- [PROBLEM A]:
Please answer these questions on the FFSK writeup, one line each:
(i) Which team was the only one to solve the problem during the game period?
(ii) What does FSK stand for?
(iii) Which frequencies does the server-side channel of Bell 103 use?

- [TEXT BLOCK]:
----

ACTF2022 - FFSK - Official WriteUp
FFSK - WriteUp
众所周知歪歪歪英文很烂求轻喷
0. Intro
In the game period, only one team had solved this problem: MapleBacon, a genius team at the University of British Columbia. I’m happy about their praise, but after checking their solution I think what truly “impressive” is their creativity and persistence.
Strongly recommend reading their awesome solution: https://maplebacon.org/2022/06/actf-ffsk/
FSK = Frequency-shift keying.
FFSK = Double FSK or Fast FSK, whatever.
This problem is designed to invite participants to have a look at the principle of communication.
1. Description
A journey to solve a misc problem always begins from a problem description. Here’s it:
I’ve bought the second commercial modem for computers in a big city of the UK.
激情澎湃的球迷迷恋这个地方。遇上球赛季,酒吧里的热情、呐喊、啤酒、摇滚,足球让这个城市充满活力和希望。
从三万英尺的云端望去,往日的生活成了一个遥远微小的地图。
阳光明媚的日子,开始出发,北京时间00:50 开始起飞,一个梦的距离,就可以到达荷兰阿姆斯特丹,短暂停留之后,然后转机飞往英国
南航的飞机配置完备,全程可以充电,还有wifi,影视屏有面前最新的电影。睡睡醒醒,在飞机上觅到一部《北京爱情故事》,让我在三万英尺的空中哭的稀里哗啦。
Just Google it, and you’ll realize what it means:
-
second commercial modem→Bell 103, corresponds with the file name “modem.wav”
-
a big city in the UK: Manchester, which refers to the famous coding method.
-
The source of the long Chinese paragraph: https://kknews.cc/zh-hk/travel/e6yjp34.html
It describes a trip to Manchester, which is indeed a big city in the UK.
2. Bell 103
Here’s an article that shows how the Bell 103 protocol works: https://vigrey.com/blog/emulating-bell-103-modem
So two key points need your attention. First, characters are stored in ASCII code and are little-endian; second, it has 2 channels for communication: one for the server-side(2025/2225 Hz), and another for the client-side(1070/1270 Hz).

----

- [RECORDS PROVIDED]:
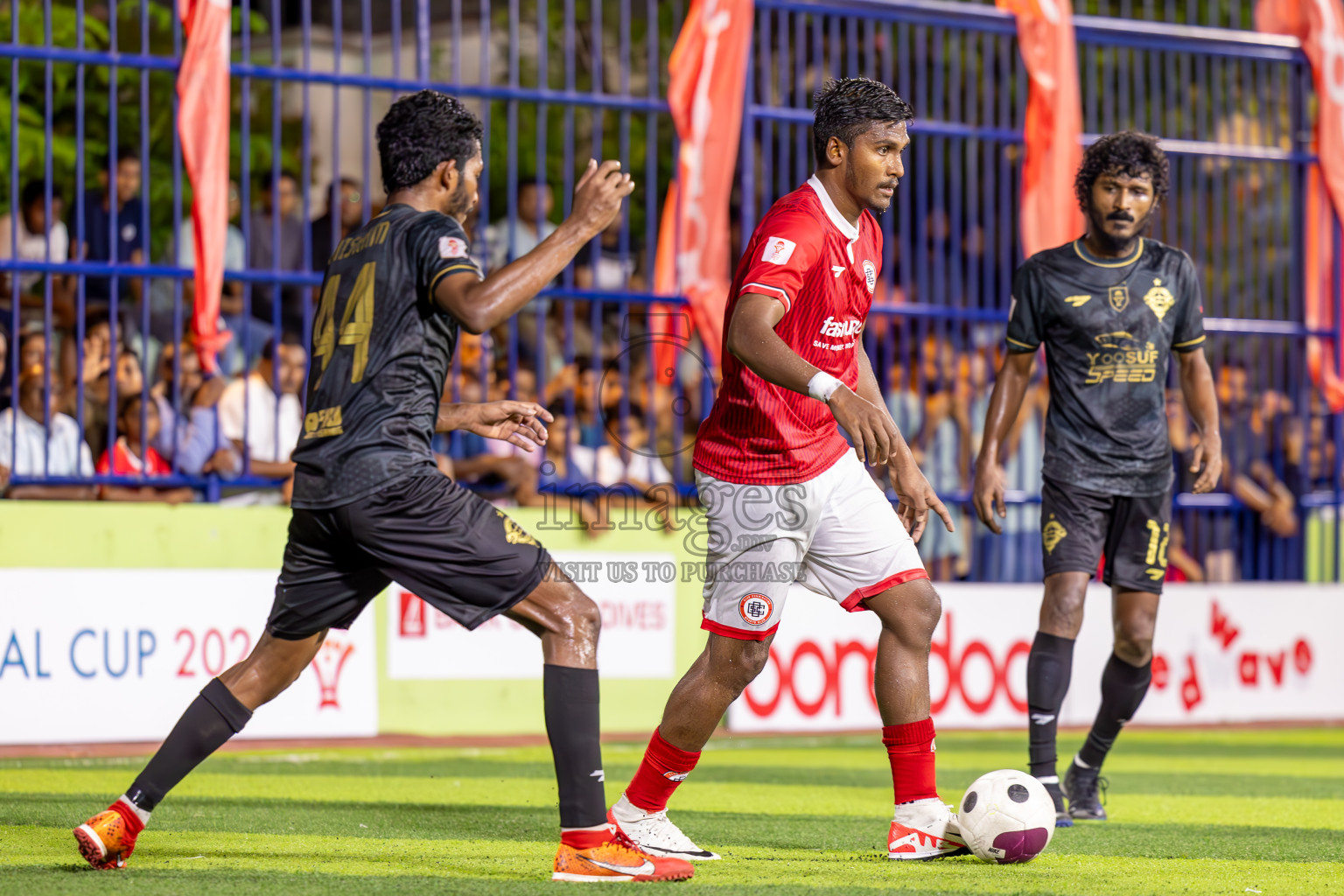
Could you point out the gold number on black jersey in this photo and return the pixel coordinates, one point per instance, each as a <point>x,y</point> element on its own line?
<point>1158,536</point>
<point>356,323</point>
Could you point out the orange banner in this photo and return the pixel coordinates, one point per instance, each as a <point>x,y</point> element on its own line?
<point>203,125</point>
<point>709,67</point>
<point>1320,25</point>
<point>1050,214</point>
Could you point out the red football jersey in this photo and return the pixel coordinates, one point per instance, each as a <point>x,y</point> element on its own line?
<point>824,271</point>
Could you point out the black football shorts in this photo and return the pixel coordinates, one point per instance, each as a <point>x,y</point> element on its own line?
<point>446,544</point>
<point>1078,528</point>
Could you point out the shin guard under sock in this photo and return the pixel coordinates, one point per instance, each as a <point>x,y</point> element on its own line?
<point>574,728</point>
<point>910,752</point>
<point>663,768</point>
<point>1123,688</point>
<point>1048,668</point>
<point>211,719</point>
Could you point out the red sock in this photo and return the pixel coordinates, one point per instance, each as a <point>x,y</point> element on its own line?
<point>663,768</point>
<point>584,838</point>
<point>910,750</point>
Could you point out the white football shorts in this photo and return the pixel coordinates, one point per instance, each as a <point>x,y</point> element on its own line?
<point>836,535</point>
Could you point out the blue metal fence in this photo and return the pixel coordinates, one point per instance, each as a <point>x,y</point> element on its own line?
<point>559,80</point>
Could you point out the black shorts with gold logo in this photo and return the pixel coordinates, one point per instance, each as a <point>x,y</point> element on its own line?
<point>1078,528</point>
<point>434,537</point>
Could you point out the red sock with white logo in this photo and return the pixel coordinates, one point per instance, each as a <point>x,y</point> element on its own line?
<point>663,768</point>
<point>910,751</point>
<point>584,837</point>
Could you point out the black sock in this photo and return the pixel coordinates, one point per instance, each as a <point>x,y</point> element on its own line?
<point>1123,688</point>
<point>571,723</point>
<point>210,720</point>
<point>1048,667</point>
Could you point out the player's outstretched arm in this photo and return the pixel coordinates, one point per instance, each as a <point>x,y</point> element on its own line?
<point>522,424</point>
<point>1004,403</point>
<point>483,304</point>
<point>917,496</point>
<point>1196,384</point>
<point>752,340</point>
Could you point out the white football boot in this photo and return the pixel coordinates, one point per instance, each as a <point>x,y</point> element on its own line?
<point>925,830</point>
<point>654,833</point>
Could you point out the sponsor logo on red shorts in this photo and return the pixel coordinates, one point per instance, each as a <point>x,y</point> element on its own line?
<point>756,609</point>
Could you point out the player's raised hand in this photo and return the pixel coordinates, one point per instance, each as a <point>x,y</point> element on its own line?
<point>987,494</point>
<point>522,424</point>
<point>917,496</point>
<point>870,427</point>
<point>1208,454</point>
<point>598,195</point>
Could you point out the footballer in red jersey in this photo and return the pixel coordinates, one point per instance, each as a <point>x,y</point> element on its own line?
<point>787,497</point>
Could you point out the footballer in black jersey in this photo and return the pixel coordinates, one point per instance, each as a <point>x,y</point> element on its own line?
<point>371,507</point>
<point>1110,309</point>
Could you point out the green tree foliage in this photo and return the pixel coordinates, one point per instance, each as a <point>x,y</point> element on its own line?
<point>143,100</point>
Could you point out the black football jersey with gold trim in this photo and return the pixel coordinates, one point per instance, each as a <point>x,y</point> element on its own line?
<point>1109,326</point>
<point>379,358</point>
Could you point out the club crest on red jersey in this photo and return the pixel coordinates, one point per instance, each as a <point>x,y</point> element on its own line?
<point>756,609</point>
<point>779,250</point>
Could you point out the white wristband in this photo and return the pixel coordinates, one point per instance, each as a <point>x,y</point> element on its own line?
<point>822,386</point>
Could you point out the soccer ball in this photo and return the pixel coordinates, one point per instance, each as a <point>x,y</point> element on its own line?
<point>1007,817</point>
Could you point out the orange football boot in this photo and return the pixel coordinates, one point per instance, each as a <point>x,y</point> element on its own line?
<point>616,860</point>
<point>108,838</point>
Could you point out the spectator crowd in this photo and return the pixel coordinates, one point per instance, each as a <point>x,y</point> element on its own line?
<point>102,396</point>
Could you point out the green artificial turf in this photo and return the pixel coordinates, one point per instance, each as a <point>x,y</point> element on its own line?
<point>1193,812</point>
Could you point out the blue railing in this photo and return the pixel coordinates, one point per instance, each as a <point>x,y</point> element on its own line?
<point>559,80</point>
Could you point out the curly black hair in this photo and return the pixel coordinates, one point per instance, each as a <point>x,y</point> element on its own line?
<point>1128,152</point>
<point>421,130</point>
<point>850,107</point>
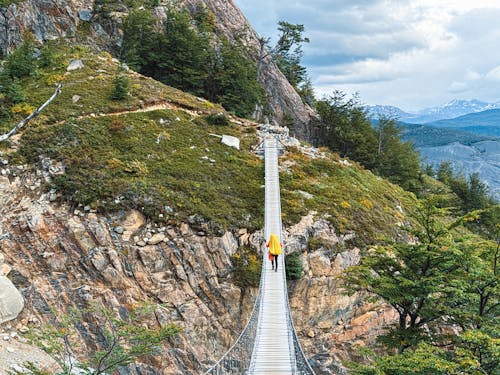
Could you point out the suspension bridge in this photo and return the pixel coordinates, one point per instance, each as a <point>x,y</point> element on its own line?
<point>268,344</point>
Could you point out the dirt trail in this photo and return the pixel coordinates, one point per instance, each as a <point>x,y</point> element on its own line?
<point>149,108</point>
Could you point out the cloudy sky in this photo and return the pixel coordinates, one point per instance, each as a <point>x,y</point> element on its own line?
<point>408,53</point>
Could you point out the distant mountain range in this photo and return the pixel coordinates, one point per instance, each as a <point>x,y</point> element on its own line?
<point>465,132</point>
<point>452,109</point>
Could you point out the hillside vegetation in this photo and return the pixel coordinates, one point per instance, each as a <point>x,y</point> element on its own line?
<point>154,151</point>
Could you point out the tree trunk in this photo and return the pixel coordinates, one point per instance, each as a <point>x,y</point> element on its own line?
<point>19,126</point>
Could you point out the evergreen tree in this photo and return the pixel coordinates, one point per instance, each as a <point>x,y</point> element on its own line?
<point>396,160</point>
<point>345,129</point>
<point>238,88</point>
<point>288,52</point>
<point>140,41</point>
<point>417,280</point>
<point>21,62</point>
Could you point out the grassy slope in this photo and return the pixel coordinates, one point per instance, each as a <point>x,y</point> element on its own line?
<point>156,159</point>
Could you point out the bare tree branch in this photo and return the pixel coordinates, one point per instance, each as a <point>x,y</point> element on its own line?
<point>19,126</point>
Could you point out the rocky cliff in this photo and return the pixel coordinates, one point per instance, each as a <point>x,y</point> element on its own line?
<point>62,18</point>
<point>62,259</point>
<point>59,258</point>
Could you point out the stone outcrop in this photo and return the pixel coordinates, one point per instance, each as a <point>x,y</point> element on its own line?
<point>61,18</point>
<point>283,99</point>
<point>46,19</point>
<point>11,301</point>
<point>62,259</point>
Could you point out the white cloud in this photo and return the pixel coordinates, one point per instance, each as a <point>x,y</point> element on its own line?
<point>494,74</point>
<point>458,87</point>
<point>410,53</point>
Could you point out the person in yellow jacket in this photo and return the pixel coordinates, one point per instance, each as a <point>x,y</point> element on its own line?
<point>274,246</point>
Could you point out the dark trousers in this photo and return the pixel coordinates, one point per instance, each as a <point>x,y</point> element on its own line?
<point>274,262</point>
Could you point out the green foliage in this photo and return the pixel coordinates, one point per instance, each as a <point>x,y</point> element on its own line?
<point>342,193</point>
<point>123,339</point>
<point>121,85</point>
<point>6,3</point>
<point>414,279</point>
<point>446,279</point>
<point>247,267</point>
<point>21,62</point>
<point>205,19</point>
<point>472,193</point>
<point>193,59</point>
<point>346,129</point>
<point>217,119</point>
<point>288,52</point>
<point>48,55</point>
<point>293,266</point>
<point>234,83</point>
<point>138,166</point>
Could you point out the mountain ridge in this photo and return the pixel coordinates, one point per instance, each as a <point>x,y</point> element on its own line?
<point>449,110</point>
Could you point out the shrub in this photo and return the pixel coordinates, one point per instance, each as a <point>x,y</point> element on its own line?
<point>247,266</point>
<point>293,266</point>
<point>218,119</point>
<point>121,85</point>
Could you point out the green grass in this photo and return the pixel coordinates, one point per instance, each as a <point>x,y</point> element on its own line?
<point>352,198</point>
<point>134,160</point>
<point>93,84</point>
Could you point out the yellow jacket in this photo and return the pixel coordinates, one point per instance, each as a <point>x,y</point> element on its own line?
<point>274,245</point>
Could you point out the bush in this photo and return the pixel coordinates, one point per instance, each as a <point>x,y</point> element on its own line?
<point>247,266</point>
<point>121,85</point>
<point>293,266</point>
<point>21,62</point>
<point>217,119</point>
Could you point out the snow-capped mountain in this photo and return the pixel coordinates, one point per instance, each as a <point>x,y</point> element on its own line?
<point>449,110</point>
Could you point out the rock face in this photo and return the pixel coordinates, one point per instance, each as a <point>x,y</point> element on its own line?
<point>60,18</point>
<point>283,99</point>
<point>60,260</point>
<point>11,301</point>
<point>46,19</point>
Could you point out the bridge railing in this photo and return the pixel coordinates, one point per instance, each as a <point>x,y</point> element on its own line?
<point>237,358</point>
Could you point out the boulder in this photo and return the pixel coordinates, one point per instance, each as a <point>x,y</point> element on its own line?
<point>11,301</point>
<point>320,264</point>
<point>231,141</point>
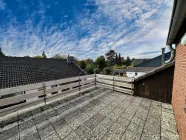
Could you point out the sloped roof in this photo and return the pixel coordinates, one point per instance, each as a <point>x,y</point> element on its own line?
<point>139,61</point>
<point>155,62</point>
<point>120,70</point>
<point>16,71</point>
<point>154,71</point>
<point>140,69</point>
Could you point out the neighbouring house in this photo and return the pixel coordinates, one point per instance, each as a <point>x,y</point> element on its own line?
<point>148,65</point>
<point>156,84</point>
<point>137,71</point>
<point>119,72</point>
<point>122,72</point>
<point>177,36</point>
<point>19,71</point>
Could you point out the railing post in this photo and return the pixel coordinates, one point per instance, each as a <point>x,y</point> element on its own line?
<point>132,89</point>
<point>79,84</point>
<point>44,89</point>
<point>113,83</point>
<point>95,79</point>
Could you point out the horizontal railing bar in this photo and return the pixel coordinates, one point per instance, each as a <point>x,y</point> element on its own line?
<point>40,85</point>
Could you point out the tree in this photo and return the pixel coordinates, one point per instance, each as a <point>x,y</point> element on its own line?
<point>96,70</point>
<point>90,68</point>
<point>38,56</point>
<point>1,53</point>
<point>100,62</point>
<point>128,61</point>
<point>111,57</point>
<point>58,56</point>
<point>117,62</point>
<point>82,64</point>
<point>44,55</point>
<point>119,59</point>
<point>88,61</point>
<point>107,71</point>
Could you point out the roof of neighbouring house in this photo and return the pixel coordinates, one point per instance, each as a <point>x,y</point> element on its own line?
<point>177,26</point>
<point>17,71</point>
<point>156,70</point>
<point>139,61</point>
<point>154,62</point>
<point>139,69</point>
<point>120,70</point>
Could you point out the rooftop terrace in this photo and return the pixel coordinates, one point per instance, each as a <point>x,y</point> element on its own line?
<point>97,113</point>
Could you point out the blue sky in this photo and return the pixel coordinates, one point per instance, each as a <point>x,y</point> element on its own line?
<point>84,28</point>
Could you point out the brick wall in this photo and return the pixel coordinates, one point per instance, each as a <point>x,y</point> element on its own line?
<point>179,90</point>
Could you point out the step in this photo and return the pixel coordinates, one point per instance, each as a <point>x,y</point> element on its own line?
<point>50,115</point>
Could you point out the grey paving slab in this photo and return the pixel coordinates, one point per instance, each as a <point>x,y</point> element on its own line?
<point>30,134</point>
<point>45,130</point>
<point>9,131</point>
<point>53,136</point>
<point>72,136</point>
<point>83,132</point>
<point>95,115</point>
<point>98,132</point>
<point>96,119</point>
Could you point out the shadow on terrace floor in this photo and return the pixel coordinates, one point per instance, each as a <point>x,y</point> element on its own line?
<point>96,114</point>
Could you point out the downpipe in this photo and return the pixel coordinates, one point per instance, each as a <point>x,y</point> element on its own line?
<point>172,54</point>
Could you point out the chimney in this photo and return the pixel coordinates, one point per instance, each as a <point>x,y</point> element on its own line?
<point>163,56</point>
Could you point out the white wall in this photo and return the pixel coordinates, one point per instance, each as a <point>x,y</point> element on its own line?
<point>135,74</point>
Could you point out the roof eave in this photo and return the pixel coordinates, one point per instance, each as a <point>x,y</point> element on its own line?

----

- [PROBLEM B]: Rewrite the stretch of records from their start through the line that contains "<point>910,750</point>", substituting "knee pad" for "shin guard" and changing nothing else; omit the pictures.

- [COMPLETE ANSWER A]:
(i) MapleBacon
(ii) Frequency-shift keying
(iii) 2025/2225 Hz

- [COMPLETE ANSWER B]:
Could you point out the gold number on black jersey in this photo and return the pixel coordinates, one point per instance, each as a <point>x,y</point> element on its own line?
<point>1158,536</point>
<point>356,323</point>
Could you point out the orange banner in this photo and return the pixel coordinates, one point per instance, each as a <point>x,y</point> element on its own line?
<point>203,125</point>
<point>709,67</point>
<point>1320,25</point>
<point>1050,214</point>
Could you point out the red football jersey in this photo and return the pixel coordinates, one point per instance, each as a <point>x,y</point> element on its own line?
<point>824,271</point>
Could you point out the black football shorts in this photo and return the pixel coordinates, one point per instance, each as a <point>x,y</point> element on its own line?
<point>446,544</point>
<point>1078,528</point>
Could you point out the knee pad under sock in this photo and return the pixel coordinates, one point per instance, each as a <point>x,y</point> element on its own line?
<point>574,728</point>
<point>910,752</point>
<point>663,768</point>
<point>1123,688</point>
<point>1048,668</point>
<point>211,719</point>
Could you point out the red sock in this photo and return the pixel coordinates, one point per instance, each as a <point>x,y</point> element on its own line?
<point>663,768</point>
<point>584,838</point>
<point>910,750</point>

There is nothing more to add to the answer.